EXERCISE PROMPT -> Format the listing as a JSON list of strings with one string per line and no blank lines. Omit the pictures.

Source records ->
··········

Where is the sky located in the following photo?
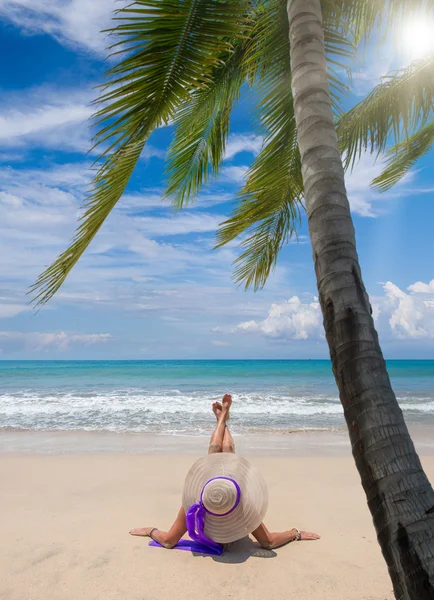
[0,0,434,359]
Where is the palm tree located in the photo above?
[337,55,434,191]
[33,0,434,600]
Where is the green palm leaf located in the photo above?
[217,1,354,290]
[372,121,434,192]
[166,44,245,208]
[337,56,434,166]
[31,0,249,304]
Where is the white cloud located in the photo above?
[0,298,29,319]
[0,85,166,162]
[236,281,434,340]
[407,279,434,294]
[225,133,263,160]
[0,0,120,54]
[383,281,434,339]
[219,166,249,183]
[235,296,322,340]
[0,331,112,352]
[0,86,93,152]
[345,154,421,217]
[135,213,225,237]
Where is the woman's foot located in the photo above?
[222,394,232,421]
[212,402,223,423]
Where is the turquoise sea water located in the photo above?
[0,360,434,434]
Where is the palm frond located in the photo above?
[327,0,434,43]
[217,0,354,290]
[337,56,434,166]
[166,43,245,208]
[217,2,303,290]
[30,0,249,305]
[372,121,434,192]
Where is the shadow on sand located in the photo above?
[193,537,277,564]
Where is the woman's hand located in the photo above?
[130,527,154,537]
[300,531,321,541]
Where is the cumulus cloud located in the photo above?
[219,165,249,183]
[236,281,434,340]
[0,86,165,161]
[0,87,93,152]
[407,279,434,295]
[235,296,322,340]
[345,154,422,217]
[380,281,434,339]
[225,133,263,160]
[0,331,112,352]
[0,0,122,54]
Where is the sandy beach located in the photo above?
[0,441,434,600]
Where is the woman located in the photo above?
[130,394,320,554]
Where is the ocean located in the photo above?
[0,360,434,435]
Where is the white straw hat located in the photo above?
[182,452,268,544]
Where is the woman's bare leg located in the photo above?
[208,394,232,454]
[210,394,235,453]
[222,425,235,454]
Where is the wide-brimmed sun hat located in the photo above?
[182,452,268,544]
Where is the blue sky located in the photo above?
[0,0,434,359]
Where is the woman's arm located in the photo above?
[252,523,320,550]
[130,508,187,549]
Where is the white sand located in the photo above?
[0,454,434,600]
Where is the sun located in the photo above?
[402,17,434,60]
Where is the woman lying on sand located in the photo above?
[130,394,320,554]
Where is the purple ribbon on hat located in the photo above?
[149,477,241,556]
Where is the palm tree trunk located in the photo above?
[287,0,434,600]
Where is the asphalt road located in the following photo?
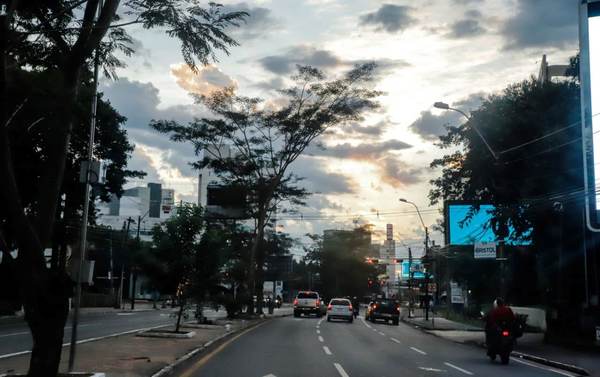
[0,310,225,360]
[181,317,573,377]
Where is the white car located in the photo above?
[327,298,354,323]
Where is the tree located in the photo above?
[144,204,209,331]
[0,70,145,270]
[429,75,584,308]
[0,0,247,376]
[150,64,380,309]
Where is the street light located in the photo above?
[433,102,498,160]
[398,197,428,321]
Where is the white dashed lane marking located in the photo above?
[333,363,350,377]
[444,363,473,376]
[410,347,427,355]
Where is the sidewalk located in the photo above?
[0,308,291,377]
[402,317,600,377]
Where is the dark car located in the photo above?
[365,299,400,326]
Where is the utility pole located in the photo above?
[424,227,430,321]
[69,0,102,372]
[408,247,413,318]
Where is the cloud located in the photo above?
[171,63,238,95]
[258,45,410,78]
[291,156,357,194]
[224,2,281,41]
[259,45,343,74]
[334,118,393,139]
[100,78,206,197]
[408,92,485,141]
[360,4,416,33]
[380,157,425,188]
[447,19,486,39]
[308,140,412,160]
[501,0,578,50]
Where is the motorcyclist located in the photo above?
[352,296,360,318]
[485,297,516,352]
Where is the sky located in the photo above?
[100,0,578,253]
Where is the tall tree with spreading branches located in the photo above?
[0,0,247,376]
[151,63,381,310]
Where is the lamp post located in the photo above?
[398,198,430,321]
[433,102,498,160]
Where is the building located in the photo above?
[198,145,248,219]
[96,183,175,241]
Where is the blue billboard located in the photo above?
[445,203,531,246]
[402,259,425,280]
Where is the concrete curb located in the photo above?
[511,351,590,376]
[151,320,264,377]
[135,330,196,339]
[402,320,590,376]
[0,372,106,377]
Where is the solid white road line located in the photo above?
[444,362,473,376]
[0,331,29,338]
[333,363,350,377]
[510,357,575,377]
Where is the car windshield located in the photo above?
[0,0,600,377]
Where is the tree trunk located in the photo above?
[175,298,185,332]
[248,209,267,313]
[23,270,72,377]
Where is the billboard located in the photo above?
[401,259,425,280]
[444,202,531,246]
[579,0,600,231]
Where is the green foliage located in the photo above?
[429,79,583,240]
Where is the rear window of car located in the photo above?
[298,292,319,299]
[331,300,350,306]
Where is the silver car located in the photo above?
[327,298,354,323]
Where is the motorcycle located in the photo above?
[487,326,515,364]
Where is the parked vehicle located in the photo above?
[365,299,400,326]
[294,291,323,317]
[327,298,354,323]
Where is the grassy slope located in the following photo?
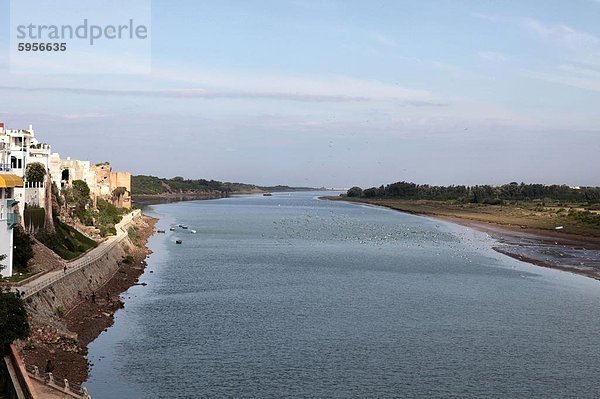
[38,220,98,260]
[330,197,600,237]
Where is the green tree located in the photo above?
[0,289,30,351]
[25,162,46,183]
[73,180,90,199]
[13,226,33,272]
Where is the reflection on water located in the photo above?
[88,193,600,398]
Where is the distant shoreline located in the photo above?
[321,197,600,281]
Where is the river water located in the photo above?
[87,193,600,399]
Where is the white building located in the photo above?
[0,132,24,277]
[0,123,60,216]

··········

RESPONSE TO THIS TASK ->
[
  "Where is the sky located in the following photo?",
  "[0,0,434,359]",
  "Where is the palm tree located in the photo above?",
  "[337,55,434,191]",
  "[33,0,434,600]",
  "Where is the green palm leaf located in the photo above?",
  "[217,1,354,290]",
  "[372,121,434,192]",
  "[166,44,245,208]",
  "[337,56,434,166]",
  "[31,0,249,304]",
  "Where is the white cloud located in the photo above?",
  "[0,298,29,319]",
  "[0,85,166,162]",
  "[236,281,434,340]",
  "[407,279,434,294]",
  "[225,133,263,160]",
  "[0,0,120,54]",
  "[383,281,434,339]",
  "[219,166,249,183]",
  "[235,296,322,340]",
  "[0,331,112,352]",
  "[0,86,93,152]",
  "[345,154,421,217]",
  "[135,213,225,237]",
  "Where is the woman's foot located in the photo above?",
  "[222,394,232,421]",
  "[212,402,223,423]",
  "Where is the turquoise sea water located in the photo above?",
  "[0,360,434,434]",
  "Where is the palm frond located in the photo above?",
  "[327,0,434,43]",
  "[217,0,354,290]",
  "[337,56,434,166]",
  "[166,43,245,208]",
  "[217,2,303,290]",
  "[30,0,249,305]",
  "[372,121,434,192]",
  "Where is the shadow on sand located in the photo above?",
  "[193,537,277,564]",
  "Where is the woman's hand located in the photo above?",
  "[130,527,154,537]",
  "[300,531,321,541]",
  "Where is the cumulus cloud located in the photo above?",
  "[219,165,249,183]",
  "[236,281,434,340]",
  "[0,86,165,161]",
  "[0,87,93,152]",
  "[407,279,434,295]",
  "[235,296,322,340]",
  "[345,154,422,217]",
  "[380,281,434,339]",
  "[225,133,263,160]",
  "[0,331,112,352]",
  "[0,0,122,54]",
  "Where is the sandy beach located in the photo above?",
  "[0,441,434,600]",
  "Where is the woman located in the photo above?",
  "[130,394,320,554]",
  "Where is the ocean located in the photo above?",
  "[0,360,434,435]",
  "Where is the white straw hat located in the photo above?",
  "[182,452,268,544]",
  "Where is the woman's bare leg located in the photo above?",
  "[208,394,232,454]",
  "[210,394,235,453]",
  "[222,425,235,454]",
  "Where is the wide-brimmed sun hat located in the photo above?",
  "[182,452,268,544]",
  "Where is the blue sky located in the photo above?",
  "[0,0,434,359]",
  "Where is the woman's arm located in the photo above?",
  "[252,523,320,550]",
  "[130,508,187,549]",
  "Where is the white sand located in the photo above?",
  "[0,454,434,600]",
  "Where is the sun located in the photo above?",
  "[402,17,434,60]",
  "Where is the woman lying on sand located in the photo above?",
  "[130,394,320,554]",
  "Where is the purple ribbon on hat located in the photo above?",
  "[149,477,241,556]",
  "Where is the palm tree trunk located in the photo above?",
  "[287,0,434,600]",
  "Where is the asphalt road located in the following photo?",
  "[0,310,225,360]",
  "[181,317,573,377]",
  "Where is the white car located in the photo above?",
  "[327,298,354,323]",
  "Where is the tree located in the photo above?",
  "[144,204,209,331]",
  "[0,70,145,270]",
  "[429,75,584,308]",
  "[0,0,247,376]",
  "[150,64,380,309]",
  "Where is the street light located in the photo above?",
  "[433,102,498,160]",
  "[398,197,428,321]",
  "Where is the white dashed lane marking located in the photo above?",
  "[333,363,350,377]",
  "[444,363,473,376]",
  "[410,347,427,355]",
  "Where is the sidewalk located in the photo above?",
  "[0,308,291,377]",
  "[402,317,600,377]",
  "Where is the dark car located in the photo above?",
  "[365,299,400,326]",
  "Where is the utility pole located in the photo above?",
  "[424,227,430,321]",
  "[69,0,102,372]",
  "[408,247,413,318]",
  "Where is the cloud located in the photo above?",
  "[171,63,238,95]",
  "[258,45,410,78]",
  "[291,156,357,194]",
  "[224,2,281,41]",
  "[259,45,343,74]",
  "[334,118,393,139]",
  "[100,78,206,197]",
  "[408,92,485,141]",
  "[360,4,416,33]",
  "[380,157,425,188]",
  "[447,19,486,39]",
  "[308,140,412,160]",
  "[501,0,578,50]",
  "Where is the motorcyclist located in the photo above?",
  "[352,296,360,318]",
  "[485,297,516,352]",
  "Where is the sky located in the photo above?",
  "[100,0,578,253]",
  "Where is the tall tree with spreading branches located in the photo above?",
  "[0,0,247,376]",
  "[151,63,381,310]",
  "Where is the lamp post located in the photo above?",
  "[398,198,430,321]",
  "[433,102,498,160]",
  "Where is the building located in the photo above?",
  "[198,145,248,219]",
  "[96,183,175,241]",
  "Where is the blue billboard located in the photo above?",
  "[445,203,531,246]",
  "[402,259,425,280]",
  "Where is the concrete curb located in the photo above?",
  "[511,351,590,376]",
  "[151,320,264,377]",
  "[135,330,196,339]",
  "[402,320,590,376]",
  "[0,372,106,377]",
  "Where is the solid white road line located in the photo above?",
  "[444,362,473,376]",
  "[0,331,29,338]",
  "[333,363,350,377]",
  "[510,357,575,377]",
  "Where is the car windshield located in the photo above?",
  "[0,0,600,377]",
  "Where is the tree trunk located in the photo above?",
  "[175,298,185,332]",
  "[248,209,267,313]",
  "[23,270,72,377]",
  "Where is the billboard located in the photo above?",
  "[401,259,425,280]",
  "[444,202,531,246]",
  "[579,0,600,231]",
  "Where is the green foliage located in the photo above?",
  "[429,79,583,240]",
  "Where is the rear window of car located in the photo above?",
  "[298,292,319,299]",
  "[331,300,350,306]",
  "Where is the silver car located in the photo above?",
  "[327,298,354,323]",
  "Where is the motorcycle located in the photo above?",
  "[487,326,515,364]",
  "Where is the parked vehicle located in the photo above?",
  "[365,299,400,326]",
  "[294,291,323,317]",
  "[327,298,354,323]",
  "Where is the grassy slope located in the following photo?",
  "[38,220,98,260]",
  "[330,197,600,237]",
  "Where is the green tree located in the photo above?",
  "[0,289,30,351]",
  "[25,162,46,183]",
  "[73,180,90,199]",
  "[13,226,33,272]",
  "Where is the reflection on water located in the photo above?",
  "[88,193,600,398]",
  "Where is the distant shoreline located in the photo above?",
  "[321,197,600,281]",
  "Where is the river water located in the photo above?",
  "[87,193,600,399]",
  "Where is the white building located in the photo above?",
  "[0,132,24,277]",
  "[0,123,60,216]"
]